▸ **TEXT BLOCK**:
-=-=-=-=-

In its presidential elections, Algeria prepares for ‘business as usual’
Analysts predict little change from a vote likely to confirm the incumbent.
An Algerian woman holds her country’s flag [Lionel Cironneau/AP Photo]By Simon Speakman CordallPublished On 7 Sep 20247 Sep 2024
As Algerians head for the polls to vote in a presidential election, analysts say they do not expect big changes.
Of the 15 hopefuls who said they would run against incumbent president, 78-year-old Abdelmadjid Tebboune, only two received the requisite 600 signatures of support from elected officials, or the 50,000 public signatures from across the country.
Abdelaali Hassani Cherif hails from the moderate Islamist party, the Movement of Society for Peace, and Youcef Aouchiche from the centre-left Socialist Forces Front (FFS).
The candidacies of Hassani or Aouchiche are unlikely to trouble the incumbent greatly, Intissar Fakir, a senior fellow at the Middle East Institute said.
Little chance of change
“If you look at their programmes, nobody’s really presenting anything significantly different,” she said, outlining how none of the proposals from either candidate deviate in any meaningful way from existing government policy.
That Algeria’s fortunes have improved under Tebboune’s presidency is hard to dispute. The mass unrest that ushered him into power was eventually quelled, not through government action, but through the COVID pandemic.
Energy prices – Algeria’s principal export – which were low since 2014, recovered dramatically in 2022, with its main customer Europe scrambling to diversify its fuel sources following Russia’s invasion of Ukraine.
With renewed energy exports has come the influx of foreign currency, staving off prospective measures to cut the country’s generous subsidy system, covering health, housing, social benefits and energy.
The Krechba gas plant on the In Salah gas field in Algeria’s Sahara Desert, some 1,200km (745 miles) south of the capital, Algiers, Algeria [File: Alfred de Montesquiou, AP Photo]
Risk remains
However, while victory at the polls may look assured, there remains a degree of risk for the president.
“In 2019 [the year Tebboune was elected], turnout was very low, with only a [small] proportion of those who did turn up voting for him. It’s not much of a mandate,” Riccardo Fabiani, North African project director for the Crisis Group said of the overall measure of support for the president during the previous poll.
“This year, by bringing the vote forward to September [from December, the original date], Tebboune makes it hard for the opposition to campaign … during the hot summer months, as well as head off any challenge from a faction within Tebboune’s principal backers, the army,” Fabiani continued, alluding to the factionalism and politicking he said could be found in any large organisation.

-=-=-=-=-

▸ **DATASET ENTRIES**:
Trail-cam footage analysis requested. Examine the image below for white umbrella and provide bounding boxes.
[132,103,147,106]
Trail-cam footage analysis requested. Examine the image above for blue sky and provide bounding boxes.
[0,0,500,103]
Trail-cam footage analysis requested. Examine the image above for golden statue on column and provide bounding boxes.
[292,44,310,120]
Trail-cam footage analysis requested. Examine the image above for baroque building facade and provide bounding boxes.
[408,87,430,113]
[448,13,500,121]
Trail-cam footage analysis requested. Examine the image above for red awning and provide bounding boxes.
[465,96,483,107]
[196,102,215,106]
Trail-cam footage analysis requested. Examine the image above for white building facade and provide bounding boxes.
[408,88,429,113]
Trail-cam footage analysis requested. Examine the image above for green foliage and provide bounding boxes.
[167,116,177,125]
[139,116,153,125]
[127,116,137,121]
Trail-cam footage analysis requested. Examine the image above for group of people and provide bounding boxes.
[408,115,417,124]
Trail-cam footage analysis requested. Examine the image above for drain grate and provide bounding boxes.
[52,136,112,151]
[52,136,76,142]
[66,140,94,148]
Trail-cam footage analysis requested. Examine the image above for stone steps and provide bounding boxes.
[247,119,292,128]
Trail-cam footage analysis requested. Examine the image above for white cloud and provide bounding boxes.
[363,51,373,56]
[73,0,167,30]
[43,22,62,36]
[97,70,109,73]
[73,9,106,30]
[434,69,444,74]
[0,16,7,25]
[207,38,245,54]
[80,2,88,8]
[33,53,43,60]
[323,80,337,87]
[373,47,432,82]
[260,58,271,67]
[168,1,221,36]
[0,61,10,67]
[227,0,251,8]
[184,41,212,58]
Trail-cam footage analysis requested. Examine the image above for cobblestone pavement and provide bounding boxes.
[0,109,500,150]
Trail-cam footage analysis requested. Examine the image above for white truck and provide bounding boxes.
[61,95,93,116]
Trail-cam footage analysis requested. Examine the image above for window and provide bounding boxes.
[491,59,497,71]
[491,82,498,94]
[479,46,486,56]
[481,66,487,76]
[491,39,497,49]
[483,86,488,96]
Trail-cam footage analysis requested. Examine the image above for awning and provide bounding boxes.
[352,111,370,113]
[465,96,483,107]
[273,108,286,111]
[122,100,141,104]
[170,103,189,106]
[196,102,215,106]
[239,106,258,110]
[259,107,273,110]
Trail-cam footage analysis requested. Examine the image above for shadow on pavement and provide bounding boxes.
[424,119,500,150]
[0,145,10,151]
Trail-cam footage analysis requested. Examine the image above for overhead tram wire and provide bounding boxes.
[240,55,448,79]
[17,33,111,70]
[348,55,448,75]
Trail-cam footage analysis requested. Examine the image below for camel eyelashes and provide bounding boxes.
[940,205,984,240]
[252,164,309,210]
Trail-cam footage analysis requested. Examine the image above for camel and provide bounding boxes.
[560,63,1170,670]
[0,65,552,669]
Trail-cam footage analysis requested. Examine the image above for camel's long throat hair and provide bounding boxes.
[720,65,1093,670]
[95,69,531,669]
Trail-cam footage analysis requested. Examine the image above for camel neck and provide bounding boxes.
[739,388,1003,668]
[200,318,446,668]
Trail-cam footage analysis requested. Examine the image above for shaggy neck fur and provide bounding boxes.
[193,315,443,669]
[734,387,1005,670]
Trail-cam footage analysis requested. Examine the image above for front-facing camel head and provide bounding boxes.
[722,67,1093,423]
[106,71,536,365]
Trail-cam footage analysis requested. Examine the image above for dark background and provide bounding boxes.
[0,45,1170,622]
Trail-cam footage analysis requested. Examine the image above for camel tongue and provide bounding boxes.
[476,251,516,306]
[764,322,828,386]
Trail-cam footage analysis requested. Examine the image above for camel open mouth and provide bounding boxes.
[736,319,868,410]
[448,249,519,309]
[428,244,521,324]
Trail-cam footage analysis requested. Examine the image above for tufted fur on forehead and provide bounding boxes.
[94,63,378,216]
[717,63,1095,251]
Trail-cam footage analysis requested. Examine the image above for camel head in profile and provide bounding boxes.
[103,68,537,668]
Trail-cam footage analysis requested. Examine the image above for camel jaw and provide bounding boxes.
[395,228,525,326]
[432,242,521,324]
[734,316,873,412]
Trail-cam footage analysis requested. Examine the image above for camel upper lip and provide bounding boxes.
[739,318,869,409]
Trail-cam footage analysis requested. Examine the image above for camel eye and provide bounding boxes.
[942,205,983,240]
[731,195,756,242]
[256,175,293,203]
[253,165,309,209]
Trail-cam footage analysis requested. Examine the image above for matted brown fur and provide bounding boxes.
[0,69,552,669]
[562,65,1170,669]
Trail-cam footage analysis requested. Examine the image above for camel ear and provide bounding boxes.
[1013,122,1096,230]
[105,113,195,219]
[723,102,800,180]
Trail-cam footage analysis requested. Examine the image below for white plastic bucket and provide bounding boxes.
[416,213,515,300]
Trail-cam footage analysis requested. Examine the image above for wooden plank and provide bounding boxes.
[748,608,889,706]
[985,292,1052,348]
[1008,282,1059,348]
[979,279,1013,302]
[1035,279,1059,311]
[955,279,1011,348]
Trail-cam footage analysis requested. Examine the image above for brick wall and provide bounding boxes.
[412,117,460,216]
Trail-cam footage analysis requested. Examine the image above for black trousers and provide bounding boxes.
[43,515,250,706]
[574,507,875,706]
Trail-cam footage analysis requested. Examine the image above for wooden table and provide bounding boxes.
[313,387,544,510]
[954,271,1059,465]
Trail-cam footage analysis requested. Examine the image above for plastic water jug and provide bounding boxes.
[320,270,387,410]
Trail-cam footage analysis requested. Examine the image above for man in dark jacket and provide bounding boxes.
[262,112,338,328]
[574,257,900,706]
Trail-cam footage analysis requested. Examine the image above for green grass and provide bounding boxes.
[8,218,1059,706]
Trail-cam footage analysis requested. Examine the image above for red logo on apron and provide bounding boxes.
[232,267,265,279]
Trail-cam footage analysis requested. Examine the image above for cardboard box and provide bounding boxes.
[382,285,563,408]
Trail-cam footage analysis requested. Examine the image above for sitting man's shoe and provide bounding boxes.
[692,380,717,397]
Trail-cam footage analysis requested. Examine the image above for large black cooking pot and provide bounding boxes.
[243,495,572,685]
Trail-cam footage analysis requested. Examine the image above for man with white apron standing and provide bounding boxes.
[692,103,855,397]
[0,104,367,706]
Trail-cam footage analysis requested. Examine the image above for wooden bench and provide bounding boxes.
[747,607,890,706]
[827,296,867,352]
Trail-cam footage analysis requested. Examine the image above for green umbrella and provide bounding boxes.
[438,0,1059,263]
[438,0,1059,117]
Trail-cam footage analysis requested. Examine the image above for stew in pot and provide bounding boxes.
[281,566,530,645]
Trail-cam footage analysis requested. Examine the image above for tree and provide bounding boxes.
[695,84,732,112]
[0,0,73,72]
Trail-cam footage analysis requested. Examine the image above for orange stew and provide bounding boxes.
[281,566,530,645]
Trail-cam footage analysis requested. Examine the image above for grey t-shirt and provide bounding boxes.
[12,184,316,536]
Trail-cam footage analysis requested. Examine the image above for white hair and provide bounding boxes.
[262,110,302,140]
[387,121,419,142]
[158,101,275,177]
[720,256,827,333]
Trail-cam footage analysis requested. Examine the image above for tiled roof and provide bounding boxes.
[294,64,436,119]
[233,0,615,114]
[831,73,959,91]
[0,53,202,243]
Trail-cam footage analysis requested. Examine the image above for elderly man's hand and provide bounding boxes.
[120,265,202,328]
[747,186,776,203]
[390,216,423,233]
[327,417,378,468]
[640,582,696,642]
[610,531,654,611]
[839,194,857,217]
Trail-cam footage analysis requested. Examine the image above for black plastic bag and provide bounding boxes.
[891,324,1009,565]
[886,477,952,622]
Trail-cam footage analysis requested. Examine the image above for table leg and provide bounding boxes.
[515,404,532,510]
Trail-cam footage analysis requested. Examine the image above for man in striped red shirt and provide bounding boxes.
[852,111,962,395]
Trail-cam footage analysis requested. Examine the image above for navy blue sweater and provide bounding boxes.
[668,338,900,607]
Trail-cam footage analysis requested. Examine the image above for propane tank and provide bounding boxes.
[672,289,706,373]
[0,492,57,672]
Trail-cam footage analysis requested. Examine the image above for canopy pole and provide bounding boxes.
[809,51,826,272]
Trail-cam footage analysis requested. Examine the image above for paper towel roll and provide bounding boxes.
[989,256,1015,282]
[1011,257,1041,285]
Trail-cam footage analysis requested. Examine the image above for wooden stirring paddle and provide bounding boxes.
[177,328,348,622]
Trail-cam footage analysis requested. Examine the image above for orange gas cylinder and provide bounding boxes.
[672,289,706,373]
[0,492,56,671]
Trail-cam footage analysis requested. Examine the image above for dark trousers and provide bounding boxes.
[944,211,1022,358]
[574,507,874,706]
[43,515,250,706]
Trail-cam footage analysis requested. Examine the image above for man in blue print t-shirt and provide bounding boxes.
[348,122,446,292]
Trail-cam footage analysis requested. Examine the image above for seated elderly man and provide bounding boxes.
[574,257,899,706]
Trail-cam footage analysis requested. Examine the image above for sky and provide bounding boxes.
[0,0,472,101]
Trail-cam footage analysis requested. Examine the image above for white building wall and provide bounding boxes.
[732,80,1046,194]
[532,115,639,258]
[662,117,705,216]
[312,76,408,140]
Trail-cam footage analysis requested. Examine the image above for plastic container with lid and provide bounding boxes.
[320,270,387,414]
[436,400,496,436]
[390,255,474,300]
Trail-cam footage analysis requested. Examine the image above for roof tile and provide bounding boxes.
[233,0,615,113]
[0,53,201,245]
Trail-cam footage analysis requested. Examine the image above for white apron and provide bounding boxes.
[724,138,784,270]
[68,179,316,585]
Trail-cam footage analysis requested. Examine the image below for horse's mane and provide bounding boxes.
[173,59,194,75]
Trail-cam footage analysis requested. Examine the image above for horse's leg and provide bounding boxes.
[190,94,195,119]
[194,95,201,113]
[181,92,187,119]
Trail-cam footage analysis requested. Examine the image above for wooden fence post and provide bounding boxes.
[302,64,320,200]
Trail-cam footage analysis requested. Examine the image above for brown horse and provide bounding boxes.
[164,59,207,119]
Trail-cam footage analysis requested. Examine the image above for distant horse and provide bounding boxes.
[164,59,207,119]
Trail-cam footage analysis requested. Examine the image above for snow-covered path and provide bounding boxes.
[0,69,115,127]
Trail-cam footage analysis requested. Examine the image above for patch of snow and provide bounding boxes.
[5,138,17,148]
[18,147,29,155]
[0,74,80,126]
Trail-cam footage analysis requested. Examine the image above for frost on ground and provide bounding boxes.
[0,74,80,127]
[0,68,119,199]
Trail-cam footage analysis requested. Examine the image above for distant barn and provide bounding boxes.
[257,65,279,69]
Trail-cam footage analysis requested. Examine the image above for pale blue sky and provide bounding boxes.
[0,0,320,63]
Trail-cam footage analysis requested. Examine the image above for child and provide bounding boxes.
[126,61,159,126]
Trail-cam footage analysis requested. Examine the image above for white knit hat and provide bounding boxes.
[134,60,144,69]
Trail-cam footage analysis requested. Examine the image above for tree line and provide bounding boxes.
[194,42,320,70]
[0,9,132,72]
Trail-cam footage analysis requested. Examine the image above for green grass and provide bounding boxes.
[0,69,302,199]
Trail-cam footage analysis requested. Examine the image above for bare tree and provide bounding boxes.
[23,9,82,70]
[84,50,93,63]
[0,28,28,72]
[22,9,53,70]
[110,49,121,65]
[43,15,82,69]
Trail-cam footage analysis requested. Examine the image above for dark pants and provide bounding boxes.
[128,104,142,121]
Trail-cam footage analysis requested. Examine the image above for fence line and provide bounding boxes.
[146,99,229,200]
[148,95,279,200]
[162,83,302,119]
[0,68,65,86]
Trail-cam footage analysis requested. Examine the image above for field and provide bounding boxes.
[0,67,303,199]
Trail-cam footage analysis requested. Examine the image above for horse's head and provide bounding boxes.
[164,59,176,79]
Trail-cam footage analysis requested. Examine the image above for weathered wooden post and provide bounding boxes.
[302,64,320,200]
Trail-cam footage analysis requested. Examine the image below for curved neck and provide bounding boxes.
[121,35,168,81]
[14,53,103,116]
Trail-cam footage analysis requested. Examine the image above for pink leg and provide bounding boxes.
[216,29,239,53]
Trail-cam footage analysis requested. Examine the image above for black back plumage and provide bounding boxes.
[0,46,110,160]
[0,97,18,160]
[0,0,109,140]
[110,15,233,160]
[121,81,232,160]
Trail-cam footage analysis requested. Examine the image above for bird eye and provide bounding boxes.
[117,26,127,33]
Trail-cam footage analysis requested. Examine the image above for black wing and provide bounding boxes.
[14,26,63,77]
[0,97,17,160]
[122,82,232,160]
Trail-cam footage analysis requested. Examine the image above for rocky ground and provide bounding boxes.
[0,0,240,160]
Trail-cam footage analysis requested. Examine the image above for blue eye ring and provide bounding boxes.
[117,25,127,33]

-=-=-=-=-

▸ **TASK INSTRUCTIONS**: In the article on Algeria's presidential election, which party does Youcef Aouchiche come from? Rely only on the text for this.

▸ **PROBLEM SOLUTION**: The centre-left Socialist Forces Front (FFS).